- Compito breve 1 -
Raccogli tutte le righe dei record che contengono la parola "microwave", tenendo conto di maiuscole e minuscole.

- Estratto scelto -
□ □ □ □ □

La recente sentenza emessa dalla S.C. – di indubbia utilità pratica dal punto di vista delle fattispecie concrete che vedono coinvolti i consociati – non convince pienamente, in quanto appare più fondata su criteri di c.d. giustizia sostanziale che sull' applicazione delle norme processuali di riferimento. L'impressione che ne scaturisce è di un decisum caratterizzato da argomentazioni prettamente sostanziali, ad una prima lettura anche persuasive, ma che trascurano alcuni fondamenti del codice di procedura civile giungendo, così, ad un risultato che da ultimo si rivela corretto, ma solo perché, in definitiva, il fatto storico accertato è idoneo ad integrare l'istituto della successione a titolo particolare nel diritto controverso (invero obliato) consentendo, più correttamente, l'applicazione della sentenza revocatoria anche a favore del terzo cessionario. Con l'intento di meglio comprendere le perplessità riscontrate nella disamina della parte motiva della sentenza in commento, si cercherà, dapprima, di tratteggiare alcune delle caratteristiche rilevanti dell'azione revocatoria ordinaria (in particolare l'oggetto della medesima) oltre alle ipotesi in cui una pronuncia possa avere efficacia diretta ultra partes e, poi, trarre qualche riflessione raccordando anche quanto testé delineato con le tesi articolate dalla Corte.

□ □ □ □ □

- Compito breve 2 -
Nell'estratto sulla sentenza della S.C., per quale motivo la decisione non convince pienamente? Rispondi in una, due o tre frasi.

[Voci di dati]
□ □ □ □ □

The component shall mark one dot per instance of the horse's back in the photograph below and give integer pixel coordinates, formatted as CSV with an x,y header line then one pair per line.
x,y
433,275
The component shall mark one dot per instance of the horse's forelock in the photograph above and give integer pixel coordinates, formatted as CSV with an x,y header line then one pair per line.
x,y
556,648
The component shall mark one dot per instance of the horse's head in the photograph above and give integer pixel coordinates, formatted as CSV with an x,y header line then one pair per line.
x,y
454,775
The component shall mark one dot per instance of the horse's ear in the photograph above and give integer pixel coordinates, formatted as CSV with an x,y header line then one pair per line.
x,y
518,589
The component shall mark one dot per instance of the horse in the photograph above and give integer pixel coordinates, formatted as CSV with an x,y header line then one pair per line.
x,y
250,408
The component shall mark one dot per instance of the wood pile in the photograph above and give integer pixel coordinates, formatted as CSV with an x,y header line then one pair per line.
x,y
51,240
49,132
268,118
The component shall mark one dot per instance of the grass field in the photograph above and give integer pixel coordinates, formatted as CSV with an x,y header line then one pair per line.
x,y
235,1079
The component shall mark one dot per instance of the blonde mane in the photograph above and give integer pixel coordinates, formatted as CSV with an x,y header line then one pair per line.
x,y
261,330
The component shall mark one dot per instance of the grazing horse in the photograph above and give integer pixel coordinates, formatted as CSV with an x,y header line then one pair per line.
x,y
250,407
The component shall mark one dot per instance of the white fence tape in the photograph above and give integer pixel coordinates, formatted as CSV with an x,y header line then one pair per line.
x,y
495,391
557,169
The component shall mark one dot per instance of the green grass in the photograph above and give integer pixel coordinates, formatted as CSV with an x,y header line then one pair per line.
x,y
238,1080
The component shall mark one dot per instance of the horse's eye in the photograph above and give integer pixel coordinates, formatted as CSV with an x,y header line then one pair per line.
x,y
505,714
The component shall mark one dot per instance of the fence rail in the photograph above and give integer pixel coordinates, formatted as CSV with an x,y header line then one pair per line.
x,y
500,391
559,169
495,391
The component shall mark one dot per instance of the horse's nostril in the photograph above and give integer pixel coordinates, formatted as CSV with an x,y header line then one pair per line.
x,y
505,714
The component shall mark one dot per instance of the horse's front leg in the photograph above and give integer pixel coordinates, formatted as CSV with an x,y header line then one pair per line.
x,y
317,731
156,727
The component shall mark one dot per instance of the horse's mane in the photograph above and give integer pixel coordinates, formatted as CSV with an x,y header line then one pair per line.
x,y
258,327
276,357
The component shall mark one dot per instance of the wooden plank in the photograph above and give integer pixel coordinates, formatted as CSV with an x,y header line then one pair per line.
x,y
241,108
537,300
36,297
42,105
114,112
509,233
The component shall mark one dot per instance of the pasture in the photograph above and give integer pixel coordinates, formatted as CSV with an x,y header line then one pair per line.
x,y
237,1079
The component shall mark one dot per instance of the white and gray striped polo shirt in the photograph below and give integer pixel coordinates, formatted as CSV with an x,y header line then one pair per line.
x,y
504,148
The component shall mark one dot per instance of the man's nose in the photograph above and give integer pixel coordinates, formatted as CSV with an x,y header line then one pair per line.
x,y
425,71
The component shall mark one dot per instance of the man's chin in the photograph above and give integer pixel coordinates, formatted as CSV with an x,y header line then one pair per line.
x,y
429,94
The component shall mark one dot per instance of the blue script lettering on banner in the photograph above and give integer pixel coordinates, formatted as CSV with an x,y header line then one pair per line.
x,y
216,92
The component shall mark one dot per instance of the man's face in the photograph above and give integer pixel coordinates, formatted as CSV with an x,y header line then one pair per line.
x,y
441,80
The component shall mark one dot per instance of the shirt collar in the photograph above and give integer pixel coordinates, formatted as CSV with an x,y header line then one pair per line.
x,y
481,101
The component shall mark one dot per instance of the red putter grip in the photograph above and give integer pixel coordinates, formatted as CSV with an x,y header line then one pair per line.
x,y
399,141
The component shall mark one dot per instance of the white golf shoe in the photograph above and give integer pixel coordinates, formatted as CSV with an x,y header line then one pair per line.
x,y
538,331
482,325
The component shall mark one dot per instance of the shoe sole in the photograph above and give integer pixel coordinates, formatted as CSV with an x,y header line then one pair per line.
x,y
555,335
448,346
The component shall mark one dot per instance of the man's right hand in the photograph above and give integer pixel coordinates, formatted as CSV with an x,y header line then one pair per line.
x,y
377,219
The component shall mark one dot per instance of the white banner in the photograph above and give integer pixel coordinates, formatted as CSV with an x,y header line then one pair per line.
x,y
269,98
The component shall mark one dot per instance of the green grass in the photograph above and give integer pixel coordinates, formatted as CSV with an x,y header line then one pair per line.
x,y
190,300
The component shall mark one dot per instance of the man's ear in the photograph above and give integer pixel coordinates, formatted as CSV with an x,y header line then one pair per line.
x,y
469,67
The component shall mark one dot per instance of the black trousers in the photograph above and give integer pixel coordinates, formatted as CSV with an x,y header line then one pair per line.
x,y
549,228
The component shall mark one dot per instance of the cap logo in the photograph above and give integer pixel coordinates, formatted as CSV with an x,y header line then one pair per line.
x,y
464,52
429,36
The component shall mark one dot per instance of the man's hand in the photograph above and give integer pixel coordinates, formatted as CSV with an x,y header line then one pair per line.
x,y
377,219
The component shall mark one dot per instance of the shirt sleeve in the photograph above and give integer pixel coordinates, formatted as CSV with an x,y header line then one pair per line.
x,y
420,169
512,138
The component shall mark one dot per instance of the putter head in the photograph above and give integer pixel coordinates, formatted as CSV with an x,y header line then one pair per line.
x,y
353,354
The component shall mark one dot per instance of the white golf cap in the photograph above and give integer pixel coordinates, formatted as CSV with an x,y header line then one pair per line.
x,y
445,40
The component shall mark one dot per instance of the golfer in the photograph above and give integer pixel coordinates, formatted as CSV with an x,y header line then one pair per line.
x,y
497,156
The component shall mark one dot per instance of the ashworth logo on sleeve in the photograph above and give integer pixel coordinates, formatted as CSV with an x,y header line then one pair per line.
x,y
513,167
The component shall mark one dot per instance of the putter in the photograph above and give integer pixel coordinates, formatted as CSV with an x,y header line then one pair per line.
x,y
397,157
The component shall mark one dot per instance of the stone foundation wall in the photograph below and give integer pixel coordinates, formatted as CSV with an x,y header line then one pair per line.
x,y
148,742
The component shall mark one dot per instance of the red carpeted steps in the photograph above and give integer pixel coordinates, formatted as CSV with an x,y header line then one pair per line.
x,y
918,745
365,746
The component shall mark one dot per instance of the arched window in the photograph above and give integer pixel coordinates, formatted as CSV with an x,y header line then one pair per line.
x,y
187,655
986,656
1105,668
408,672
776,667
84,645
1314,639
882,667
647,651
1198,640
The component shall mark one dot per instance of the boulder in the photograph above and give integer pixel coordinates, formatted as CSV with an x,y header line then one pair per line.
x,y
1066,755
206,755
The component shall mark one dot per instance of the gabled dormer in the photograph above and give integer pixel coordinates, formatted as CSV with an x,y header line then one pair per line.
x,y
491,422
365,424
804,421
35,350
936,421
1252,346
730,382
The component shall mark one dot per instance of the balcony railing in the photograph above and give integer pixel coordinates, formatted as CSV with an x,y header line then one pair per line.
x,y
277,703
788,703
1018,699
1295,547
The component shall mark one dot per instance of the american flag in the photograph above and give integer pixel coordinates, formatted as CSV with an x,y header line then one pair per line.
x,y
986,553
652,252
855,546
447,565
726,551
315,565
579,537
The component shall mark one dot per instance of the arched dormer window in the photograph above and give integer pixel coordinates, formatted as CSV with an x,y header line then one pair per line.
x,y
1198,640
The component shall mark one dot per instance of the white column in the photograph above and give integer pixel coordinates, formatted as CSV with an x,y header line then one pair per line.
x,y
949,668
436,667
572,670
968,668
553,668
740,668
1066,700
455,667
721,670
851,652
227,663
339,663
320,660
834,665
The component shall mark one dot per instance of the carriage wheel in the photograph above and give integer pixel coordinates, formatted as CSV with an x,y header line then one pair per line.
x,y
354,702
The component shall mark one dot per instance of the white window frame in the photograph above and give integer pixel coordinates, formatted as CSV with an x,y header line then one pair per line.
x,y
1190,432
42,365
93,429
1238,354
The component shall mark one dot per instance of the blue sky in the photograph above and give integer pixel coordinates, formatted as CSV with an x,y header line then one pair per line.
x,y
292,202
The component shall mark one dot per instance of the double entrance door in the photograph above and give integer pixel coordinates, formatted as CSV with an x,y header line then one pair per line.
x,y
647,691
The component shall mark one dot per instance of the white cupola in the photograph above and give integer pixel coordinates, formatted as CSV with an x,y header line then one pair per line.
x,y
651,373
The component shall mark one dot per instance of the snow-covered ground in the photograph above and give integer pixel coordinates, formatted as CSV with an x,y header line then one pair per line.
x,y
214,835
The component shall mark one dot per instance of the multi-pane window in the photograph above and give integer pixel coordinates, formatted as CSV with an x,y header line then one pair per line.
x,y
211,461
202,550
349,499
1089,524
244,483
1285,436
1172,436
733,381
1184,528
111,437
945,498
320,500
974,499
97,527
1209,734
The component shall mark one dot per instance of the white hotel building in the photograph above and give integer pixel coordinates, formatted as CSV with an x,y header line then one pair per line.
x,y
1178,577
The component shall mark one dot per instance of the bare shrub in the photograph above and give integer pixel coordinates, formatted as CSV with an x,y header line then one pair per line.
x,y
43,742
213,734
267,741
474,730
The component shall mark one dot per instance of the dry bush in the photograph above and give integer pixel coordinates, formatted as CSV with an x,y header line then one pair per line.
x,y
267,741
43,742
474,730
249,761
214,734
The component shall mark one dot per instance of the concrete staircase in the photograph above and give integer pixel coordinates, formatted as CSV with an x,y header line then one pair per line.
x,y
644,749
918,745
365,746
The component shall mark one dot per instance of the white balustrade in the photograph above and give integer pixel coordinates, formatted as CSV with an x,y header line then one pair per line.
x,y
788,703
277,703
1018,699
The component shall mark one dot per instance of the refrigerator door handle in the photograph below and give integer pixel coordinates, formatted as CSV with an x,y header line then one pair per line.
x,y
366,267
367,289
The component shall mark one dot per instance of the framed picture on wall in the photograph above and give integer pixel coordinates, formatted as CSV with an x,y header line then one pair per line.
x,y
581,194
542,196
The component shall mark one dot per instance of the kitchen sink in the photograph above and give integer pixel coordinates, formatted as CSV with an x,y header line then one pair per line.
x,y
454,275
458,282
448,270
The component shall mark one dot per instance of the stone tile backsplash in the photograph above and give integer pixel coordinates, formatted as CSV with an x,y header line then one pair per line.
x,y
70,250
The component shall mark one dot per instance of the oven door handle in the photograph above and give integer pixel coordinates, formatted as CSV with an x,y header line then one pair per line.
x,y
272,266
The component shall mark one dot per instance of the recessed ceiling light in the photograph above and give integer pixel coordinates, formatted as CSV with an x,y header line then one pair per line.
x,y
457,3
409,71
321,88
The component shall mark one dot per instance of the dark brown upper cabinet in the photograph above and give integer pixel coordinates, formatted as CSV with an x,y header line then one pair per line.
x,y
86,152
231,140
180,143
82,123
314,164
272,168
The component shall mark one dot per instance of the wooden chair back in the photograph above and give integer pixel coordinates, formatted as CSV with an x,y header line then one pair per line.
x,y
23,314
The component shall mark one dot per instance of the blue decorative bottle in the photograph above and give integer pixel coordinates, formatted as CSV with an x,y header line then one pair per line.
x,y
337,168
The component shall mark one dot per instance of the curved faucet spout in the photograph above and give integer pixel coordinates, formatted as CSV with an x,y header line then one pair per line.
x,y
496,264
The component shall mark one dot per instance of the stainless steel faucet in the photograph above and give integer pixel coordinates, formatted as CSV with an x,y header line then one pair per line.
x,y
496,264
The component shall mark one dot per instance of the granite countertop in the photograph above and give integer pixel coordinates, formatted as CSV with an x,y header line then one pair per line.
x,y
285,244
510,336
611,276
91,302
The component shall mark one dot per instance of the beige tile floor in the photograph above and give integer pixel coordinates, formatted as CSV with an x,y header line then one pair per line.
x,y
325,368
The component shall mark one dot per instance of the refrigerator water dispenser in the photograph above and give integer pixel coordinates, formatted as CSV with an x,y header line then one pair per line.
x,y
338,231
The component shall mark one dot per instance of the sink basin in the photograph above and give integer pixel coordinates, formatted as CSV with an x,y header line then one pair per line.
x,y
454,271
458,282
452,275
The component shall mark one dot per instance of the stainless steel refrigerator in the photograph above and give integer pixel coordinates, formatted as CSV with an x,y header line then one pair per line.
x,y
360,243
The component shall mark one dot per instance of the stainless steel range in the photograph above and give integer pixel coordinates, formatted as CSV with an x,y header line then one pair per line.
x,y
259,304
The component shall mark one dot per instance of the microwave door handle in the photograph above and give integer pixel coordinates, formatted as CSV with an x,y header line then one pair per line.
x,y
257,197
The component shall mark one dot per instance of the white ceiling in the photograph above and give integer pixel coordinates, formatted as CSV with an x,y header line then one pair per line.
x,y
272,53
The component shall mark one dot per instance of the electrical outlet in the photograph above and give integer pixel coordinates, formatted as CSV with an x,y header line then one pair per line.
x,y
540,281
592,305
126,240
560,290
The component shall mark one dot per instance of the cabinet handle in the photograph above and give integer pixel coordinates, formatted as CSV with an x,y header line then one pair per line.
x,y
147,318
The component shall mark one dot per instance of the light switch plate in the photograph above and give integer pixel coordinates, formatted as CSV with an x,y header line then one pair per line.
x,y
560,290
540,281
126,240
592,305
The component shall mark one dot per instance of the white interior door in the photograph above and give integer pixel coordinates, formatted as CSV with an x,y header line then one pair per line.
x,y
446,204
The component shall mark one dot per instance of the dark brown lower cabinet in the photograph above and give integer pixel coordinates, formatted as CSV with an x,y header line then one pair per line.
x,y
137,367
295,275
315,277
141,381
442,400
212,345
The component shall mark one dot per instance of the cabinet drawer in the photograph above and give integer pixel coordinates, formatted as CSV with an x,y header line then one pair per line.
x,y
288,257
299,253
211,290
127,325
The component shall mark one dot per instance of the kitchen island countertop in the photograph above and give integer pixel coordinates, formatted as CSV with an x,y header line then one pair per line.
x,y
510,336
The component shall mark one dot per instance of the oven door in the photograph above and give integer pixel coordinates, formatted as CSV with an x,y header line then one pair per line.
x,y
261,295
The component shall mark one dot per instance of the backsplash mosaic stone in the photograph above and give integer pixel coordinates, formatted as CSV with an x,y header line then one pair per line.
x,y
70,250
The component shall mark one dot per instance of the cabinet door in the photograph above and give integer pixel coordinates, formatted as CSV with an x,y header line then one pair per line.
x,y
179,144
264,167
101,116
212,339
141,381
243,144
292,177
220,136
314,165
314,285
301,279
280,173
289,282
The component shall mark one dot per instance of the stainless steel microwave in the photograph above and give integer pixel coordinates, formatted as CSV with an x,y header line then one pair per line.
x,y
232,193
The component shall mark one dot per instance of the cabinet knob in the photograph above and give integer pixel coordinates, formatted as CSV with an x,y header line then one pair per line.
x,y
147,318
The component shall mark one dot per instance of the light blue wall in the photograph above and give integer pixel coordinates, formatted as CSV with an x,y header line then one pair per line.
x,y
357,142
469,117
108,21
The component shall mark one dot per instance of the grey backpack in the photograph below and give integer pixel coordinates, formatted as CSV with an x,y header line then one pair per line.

□ □ □ □ □

- Risultato esercizio 1 -
The component shall mark one dot per instance of the microwave door handle in the photograph above and give integer pixel coordinates, formatted as CSV with an x,y header line then one pair per line.
The component shall mark one dot per instance of the stainless steel microwave in the photograph above and give integer pixel coordinates, formatted as CSV with an x,y header line then one pair per line.

- Risultato esercizio 2 -
La decisione appare fondata più su criteri di cosiddetta giustizia sostanziale che sull'applicazione delle norme processuali di riferimento. Le sue argomentazioni sono prettamente sostanziali e, pur persuasive a una prima lettura, trascurano alcuni fondamenti del codice di procedura civile.